### [Task]
Write out every line of the records below as a JSON list of strings, one string per line, with blank lines left out and the pictures dropped.

*****

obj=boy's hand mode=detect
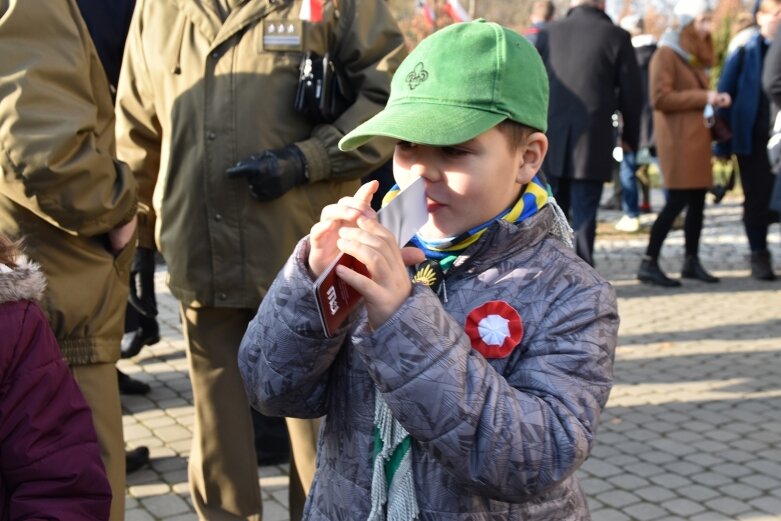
[309,181,380,278]
[336,215,425,329]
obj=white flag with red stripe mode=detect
[298,0,323,22]
[445,0,472,22]
[416,0,437,28]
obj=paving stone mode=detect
[634,486,676,504]
[141,494,190,518]
[591,508,631,521]
[749,496,781,514]
[662,498,705,517]
[597,490,640,508]
[705,497,751,516]
[624,502,668,521]
[125,508,155,521]
[677,485,719,502]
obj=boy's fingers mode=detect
[401,246,426,266]
[309,220,336,239]
[355,180,380,204]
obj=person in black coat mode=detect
[762,22,781,212]
[536,0,643,266]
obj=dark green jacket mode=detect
[117,0,406,308]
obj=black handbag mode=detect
[710,115,732,143]
[295,51,355,123]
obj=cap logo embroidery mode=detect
[407,62,428,90]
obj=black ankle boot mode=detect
[751,250,776,280]
[681,255,719,282]
[637,257,681,288]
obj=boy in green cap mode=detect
[239,20,618,521]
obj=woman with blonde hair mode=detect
[637,0,731,287]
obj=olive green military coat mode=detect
[116,0,406,308]
[0,0,136,364]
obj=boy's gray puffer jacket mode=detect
[239,208,618,521]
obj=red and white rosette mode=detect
[464,300,523,358]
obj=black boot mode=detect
[637,257,681,288]
[125,447,149,474]
[751,250,776,280]
[681,255,719,282]
[122,317,160,358]
[117,369,152,394]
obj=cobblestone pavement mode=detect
[120,194,781,521]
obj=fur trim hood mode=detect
[0,257,46,304]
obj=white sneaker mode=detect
[615,215,640,233]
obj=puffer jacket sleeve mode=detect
[713,48,745,156]
[116,0,162,248]
[648,47,708,112]
[762,26,781,107]
[353,273,618,502]
[0,0,136,237]
[0,302,111,521]
[296,0,407,181]
[239,237,352,418]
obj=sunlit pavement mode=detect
[120,193,781,521]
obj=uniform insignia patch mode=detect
[263,20,304,52]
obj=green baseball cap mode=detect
[339,19,548,151]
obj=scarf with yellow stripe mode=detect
[368,176,550,521]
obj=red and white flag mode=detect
[417,0,437,28]
[298,0,323,22]
[445,0,472,22]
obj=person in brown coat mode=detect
[637,0,731,287]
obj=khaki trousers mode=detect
[70,363,125,521]
[180,306,263,521]
[180,306,319,521]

*****

### [Result below]
[
  "obj=boy's hand mode=detect",
  "[309,181,380,278]",
  "[336,215,425,329]",
  "obj=white flag with red stripe mode=detect",
  "[298,0,323,22]",
  "[445,0,472,22]",
  "[416,0,437,28]",
  "obj=paving stone mode=detect",
  "[634,486,676,504]",
  "[141,494,190,518]",
  "[591,508,631,521]",
  "[749,496,781,514]",
  "[662,498,705,517]",
  "[597,490,640,508]",
  "[705,497,751,516]",
  "[624,502,668,521]",
  "[125,508,155,521]",
  "[677,485,719,502]",
  "obj=boy's fingers mode=detect",
  "[401,246,426,266]",
  "[309,220,336,239]",
  "[355,180,380,204]",
  "obj=person in black coat mode=detect",
  "[762,22,781,212]",
  "[536,0,643,266]",
  "obj=dark green jacket mode=detect",
  "[117,0,406,308]",
  "obj=black handbag mode=detect",
  "[710,115,732,143]",
  "[295,51,355,123]",
  "obj=cap logo embroidery mode=detect",
  "[407,62,428,90]",
  "obj=black ankle boot mode=detect",
  "[751,250,776,280]",
  "[681,255,719,282]",
  "[637,257,681,288]",
  "obj=boy in green cap mode=detect",
  "[239,20,618,521]",
  "obj=woman with blonde hair mode=detect",
  "[637,0,731,287]",
  "obj=olive green military coat mode=detect",
  "[116,0,406,308]",
  "[0,0,136,364]",
  "obj=boy's gray puffer jacket mode=detect",
  "[239,208,618,521]",
  "obj=red and white rosette mode=detect",
  "[464,300,523,358]",
  "obj=black boot mode=detect",
  "[637,257,681,288]",
  "[125,447,149,474]",
  "[751,250,776,280]",
  "[681,255,719,282]",
  "[122,317,160,358]",
  "[117,369,152,394]",
  "obj=cobblestone pavement mode=detect",
  "[120,194,781,521]",
  "obj=fur trim hood mode=detect",
  "[0,257,46,304]",
  "obj=white sneaker mode=detect",
  "[615,215,640,233]",
  "obj=puffer jacket sleeve mode=detect",
  "[713,48,745,156]",
  "[116,0,162,248]",
  "[648,47,708,112]",
  "[762,26,781,107]",
  "[353,273,618,502]",
  "[0,0,136,237]",
  "[0,302,111,521]",
  "[296,0,407,181]",
  "[239,237,352,418]",
  "obj=sunlit pavement mode=detect",
  "[120,193,781,521]",
  "obj=uniform insignia patch mode=detect",
  "[263,20,304,52]",
  "obj=green baseball cap mode=detect",
  "[339,19,548,151]",
  "obj=scarf with yellow stripe mode=detect",
  "[368,176,550,521]",
  "obj=red and white flag mode=detect",
  "[417,0,437,28]",
  "[298,0,323,22]",
  "[445,0,472,22]",
  "obj=person in brown coat mode=detect",
  "[637,0,731,287]",
  "obj=khaki trousers mode=detect",
  "[70,363,125,521]",
  "[180,306,263,521]",
  "[180,306,319,521]"
]